begin Given information

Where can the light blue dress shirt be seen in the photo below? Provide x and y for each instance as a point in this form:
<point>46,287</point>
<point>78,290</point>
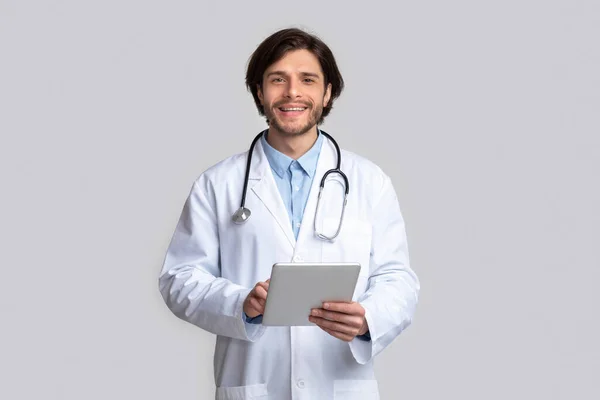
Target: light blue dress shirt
<point>294,179</point>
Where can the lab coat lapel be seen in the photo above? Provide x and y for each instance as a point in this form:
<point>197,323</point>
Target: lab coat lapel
<point>327,160</point>
<point>266,190</point>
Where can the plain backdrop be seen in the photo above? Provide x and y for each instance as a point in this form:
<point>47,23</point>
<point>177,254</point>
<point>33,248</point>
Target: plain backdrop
<point>486,115</point>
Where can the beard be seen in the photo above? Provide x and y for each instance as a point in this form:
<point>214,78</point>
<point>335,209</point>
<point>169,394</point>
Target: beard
<point>294,128</point>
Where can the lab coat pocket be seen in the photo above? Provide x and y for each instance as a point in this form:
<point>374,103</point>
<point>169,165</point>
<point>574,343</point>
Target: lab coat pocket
<point>257,391</point>
<point>360,389</point>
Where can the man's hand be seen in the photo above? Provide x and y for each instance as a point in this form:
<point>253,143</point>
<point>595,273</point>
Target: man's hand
<point>344,321</point>
<point>254,305</point>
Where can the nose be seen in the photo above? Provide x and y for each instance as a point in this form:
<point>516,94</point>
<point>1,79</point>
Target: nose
<point>293,89</point>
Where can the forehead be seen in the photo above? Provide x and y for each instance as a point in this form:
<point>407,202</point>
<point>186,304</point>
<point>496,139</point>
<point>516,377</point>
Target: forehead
<point>297,61</point>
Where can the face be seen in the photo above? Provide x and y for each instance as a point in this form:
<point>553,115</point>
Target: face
<point>293,93</point>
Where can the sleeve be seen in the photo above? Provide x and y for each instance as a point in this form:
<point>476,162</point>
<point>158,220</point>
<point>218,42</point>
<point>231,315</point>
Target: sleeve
<point>190,281</point>
<point>393,288</point>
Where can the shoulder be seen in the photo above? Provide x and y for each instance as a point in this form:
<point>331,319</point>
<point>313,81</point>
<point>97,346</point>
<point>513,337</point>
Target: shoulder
<point>222,171</point>
<point>365,169</point>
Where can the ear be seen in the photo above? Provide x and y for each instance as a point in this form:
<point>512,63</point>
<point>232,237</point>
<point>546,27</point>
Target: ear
<point>327,95</point>
<point>260,95</point>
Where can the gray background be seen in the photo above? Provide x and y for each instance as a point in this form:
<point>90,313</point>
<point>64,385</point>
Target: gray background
<point>485,115</point>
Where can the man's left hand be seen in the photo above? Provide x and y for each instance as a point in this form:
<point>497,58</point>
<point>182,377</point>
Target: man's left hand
<point>342,320</point>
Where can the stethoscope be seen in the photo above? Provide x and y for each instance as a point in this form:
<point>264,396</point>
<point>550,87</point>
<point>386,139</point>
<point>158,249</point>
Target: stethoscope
<point>243,213</point>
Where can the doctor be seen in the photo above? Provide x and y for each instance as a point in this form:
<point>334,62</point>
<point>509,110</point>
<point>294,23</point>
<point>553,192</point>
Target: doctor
<point>215,273</point>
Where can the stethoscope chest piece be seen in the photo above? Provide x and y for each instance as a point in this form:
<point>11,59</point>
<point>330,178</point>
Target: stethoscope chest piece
<point>241,215</point>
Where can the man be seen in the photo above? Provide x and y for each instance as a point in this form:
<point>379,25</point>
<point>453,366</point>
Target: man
<point>215,273</point>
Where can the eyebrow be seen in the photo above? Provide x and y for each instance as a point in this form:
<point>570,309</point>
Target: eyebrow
<point>311,74</point>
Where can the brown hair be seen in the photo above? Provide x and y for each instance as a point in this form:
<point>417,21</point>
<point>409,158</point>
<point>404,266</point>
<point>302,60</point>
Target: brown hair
<point>274,48</point>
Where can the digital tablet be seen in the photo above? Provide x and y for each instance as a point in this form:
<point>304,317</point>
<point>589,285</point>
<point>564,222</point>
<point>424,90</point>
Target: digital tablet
<point>296,288</point>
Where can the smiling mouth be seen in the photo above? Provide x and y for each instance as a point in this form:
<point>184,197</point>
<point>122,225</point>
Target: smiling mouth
<point>292,109</point>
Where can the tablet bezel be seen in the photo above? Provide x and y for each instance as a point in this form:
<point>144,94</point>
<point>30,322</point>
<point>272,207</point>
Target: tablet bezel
<point>297,287</point>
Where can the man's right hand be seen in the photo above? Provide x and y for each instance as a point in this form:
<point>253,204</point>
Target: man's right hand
<point>254,305</point>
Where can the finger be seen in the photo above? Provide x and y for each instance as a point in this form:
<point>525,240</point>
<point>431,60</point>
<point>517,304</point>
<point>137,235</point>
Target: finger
<point>263,285</point>
<point>254,303</point>
<point>339,335</point>
<point>260,292</point>
<point>352,308</point>
<point>335,326</point>
<point>337,316</point>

end Given information

## Work to be completed:
Your task is to extract the lines running from the one with "Where can the man's right" to the end of the material, inclusive, copying each exactly and adding nothing.

## Problem solution:
Where can the man's right hand be seen in the photo above? Provide x and y for each instance as a point in this form:
<point>253,204</point>
Target: man's right hand
<point>254,305</point>
Where can the finger be seen in the photo above? Provide x and y for each instance as a point in this form:
<point>525,240</point>
<point>431,60</point>
<point>517,304</point>
<point>137,235</point>
Target: finger
<point>263,285</point>
<point>254,303</point>
<point>339,335</point>
<point>260,292</point>
<point>352,308</point>
<point>335,326</point>
<point>337,316</point>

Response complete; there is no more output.